MATERIAL FOR THE TASK —

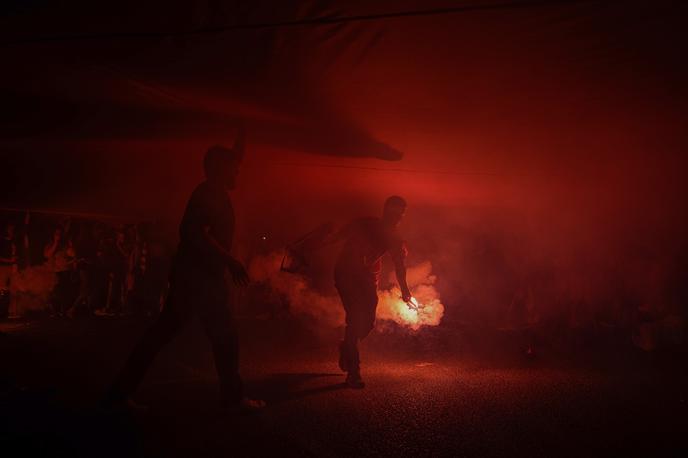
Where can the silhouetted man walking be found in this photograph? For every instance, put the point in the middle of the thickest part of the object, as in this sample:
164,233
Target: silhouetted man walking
357,275
197,283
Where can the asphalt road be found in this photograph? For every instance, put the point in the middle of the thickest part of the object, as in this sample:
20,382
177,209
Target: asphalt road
424,397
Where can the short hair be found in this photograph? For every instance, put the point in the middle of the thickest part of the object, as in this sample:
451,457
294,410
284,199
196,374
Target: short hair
216,156
395,201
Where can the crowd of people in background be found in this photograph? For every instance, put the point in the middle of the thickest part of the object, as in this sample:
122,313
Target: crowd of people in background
80,266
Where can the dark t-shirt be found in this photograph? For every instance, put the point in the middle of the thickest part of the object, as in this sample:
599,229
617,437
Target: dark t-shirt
367,240
209,206
8,249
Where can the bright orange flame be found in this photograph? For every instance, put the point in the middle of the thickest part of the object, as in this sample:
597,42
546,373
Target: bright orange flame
428,313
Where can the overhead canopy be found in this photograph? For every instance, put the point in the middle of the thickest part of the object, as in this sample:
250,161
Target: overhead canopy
517,104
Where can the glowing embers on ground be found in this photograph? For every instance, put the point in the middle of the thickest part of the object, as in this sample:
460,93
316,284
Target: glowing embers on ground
426,308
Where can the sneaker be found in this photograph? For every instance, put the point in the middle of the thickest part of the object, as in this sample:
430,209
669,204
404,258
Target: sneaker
343,363
354,381
245,406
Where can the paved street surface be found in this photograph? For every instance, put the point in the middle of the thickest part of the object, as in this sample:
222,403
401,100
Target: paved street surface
426,395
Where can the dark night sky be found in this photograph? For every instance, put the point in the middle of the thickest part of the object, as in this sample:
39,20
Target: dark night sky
573,108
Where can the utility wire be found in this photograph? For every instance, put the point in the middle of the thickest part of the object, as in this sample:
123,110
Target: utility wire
313,22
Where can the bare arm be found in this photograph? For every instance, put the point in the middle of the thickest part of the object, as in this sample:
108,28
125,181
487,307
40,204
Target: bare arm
399,258
49,250
400,269
214,248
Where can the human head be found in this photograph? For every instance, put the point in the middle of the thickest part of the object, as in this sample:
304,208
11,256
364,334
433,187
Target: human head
394,210
221,166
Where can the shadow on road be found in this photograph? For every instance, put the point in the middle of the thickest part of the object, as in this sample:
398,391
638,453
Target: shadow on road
280,388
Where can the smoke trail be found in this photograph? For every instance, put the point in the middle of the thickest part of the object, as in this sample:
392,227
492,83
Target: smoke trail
328,311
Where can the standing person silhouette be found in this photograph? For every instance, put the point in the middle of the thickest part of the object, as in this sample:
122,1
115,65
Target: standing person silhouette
197,285
357,274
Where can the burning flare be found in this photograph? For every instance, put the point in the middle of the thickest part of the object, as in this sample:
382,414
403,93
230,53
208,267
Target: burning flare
424,309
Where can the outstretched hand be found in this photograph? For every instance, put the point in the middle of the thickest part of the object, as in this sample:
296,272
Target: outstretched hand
406,296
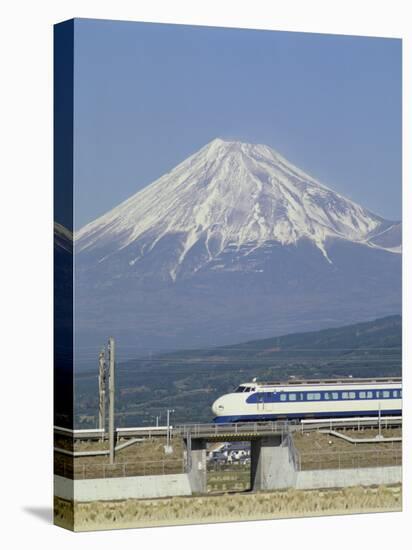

WHAT YOU NEED TO DO — Repeat the full listing above without altering a word, and skip the pictures.

WRITTEN RESPONSE —
Where can the silhouetted man walking be found in this photograph? For every instance, put the point in the middle of the thickest part of the object, as in this sample:
164,233
Target: silhouetted man walking
357,275
197,283
Where can the asphalt road be found in this photograph? For every instance, put the point in the middle of the thickest part of the object, as in this sample:
20,382
177,209
Target: asphalt road
424,397
Where can the short hair be found in this photograph? For every instance, put the point in the middle of the thickest part of the object, as in this sample:
451,457
294,410
284,199
196,374
Target: short hair
216,156
395,201
Where can the crowd of people in background be found in this photograph? For every instance, put the point in the middle of the thickest part of the object, as in this sample:
122,313
Target: crowd of people in background
80,266
Where can the dark t-shirt be found in this photograph? For every instance, put the point in the middle of the thickest part of the object, as in this sample:
599,229
617,437
Target: dark t-shirt
367,240
209,206
8,249
Where can the bright orange flame be found in this photograph? For every instance, put the point in the middle of the thickest part of the object, as in this sample:
597,42
546,373
Target: bright orange flame
428,313
Where can the overhead canopy be found in this photograph? For every instance, put the point in the middle of the thickest part of the object, as in this sample:
250,161
Target: overhead canopy
517,104
Where can the glowing embers on ground be found in this photograph? For every instance, put the point in the middle of the thickest part of the object, as in this sample:
460,93
316,284
Target: glowing embers on ground
426,308
Where can the sneaker be found in this photograph? For every instance, put the point in the middle of the thickest part of the object, as in this sample:
430,209
669,204
404,258
Target: sneaker
343,363
354,381
245,406
Where can the paved street surface be found in this photograph? For every instance, put the point in the middle of the thickest part of the object, as in this sample:
222,403
401,100
Target: paved street surface
426,395
Where can the dark night sky be found in this photograph? For every instance, put the point in the middle of the thickest part of the object, as in this sample:
39,20
Target: dark night sky
573,108
Where can the utility wire be found in this photograph? For every instance, put the point in the middle of the thickest part of the object, as in this sample:
123,110
Target: utility wire
313,22
Where can the bare arm be found in this photograph? For every instance, put the point in the middle of the thickest part of the object, as in this sample:
108,28
125,181
487,307
40,204
Target: bare arm
399,258
49,250
400,269
214,248
Where can the human head be found in this photograph? For every instance, put the point in the middle of the thickest part of the object, as in this sample:
304,208
11,256
364,334
433,187
Target: human head
394,210
221,166
Where can the shadow on road be found in this photograph? For every instance, put the point in the middle of the thickest part of the object, as in this sample:
398,391
638,453
Target: shadow on road
280,388
Where can the smoke trail be found in this photograph? For every instance, put the point in the middle of the thickest part of the object, as in this sample:
392,227
492,83
Target: smoke trail
328,311
Where can the standing person silhouette be found in this photograph? For every instance, put the point in the middle of the thickest part of the object, as in this sample:
122,1
115,65
Target: standing person silhouette
197,285
357,274
Where can the burning flare be found in this photograph? For every instance, put the point in the middle of the thickest part of the object, as in this sample:
382,414
403,93
230,53
208,267
Target: burning flare
424,309
Where can the outstretched hand be found in this photograph? For every instance, put the point in the middle of the thickest part of the object, as in this sample:
296,272
Target: outstretched hand
406,296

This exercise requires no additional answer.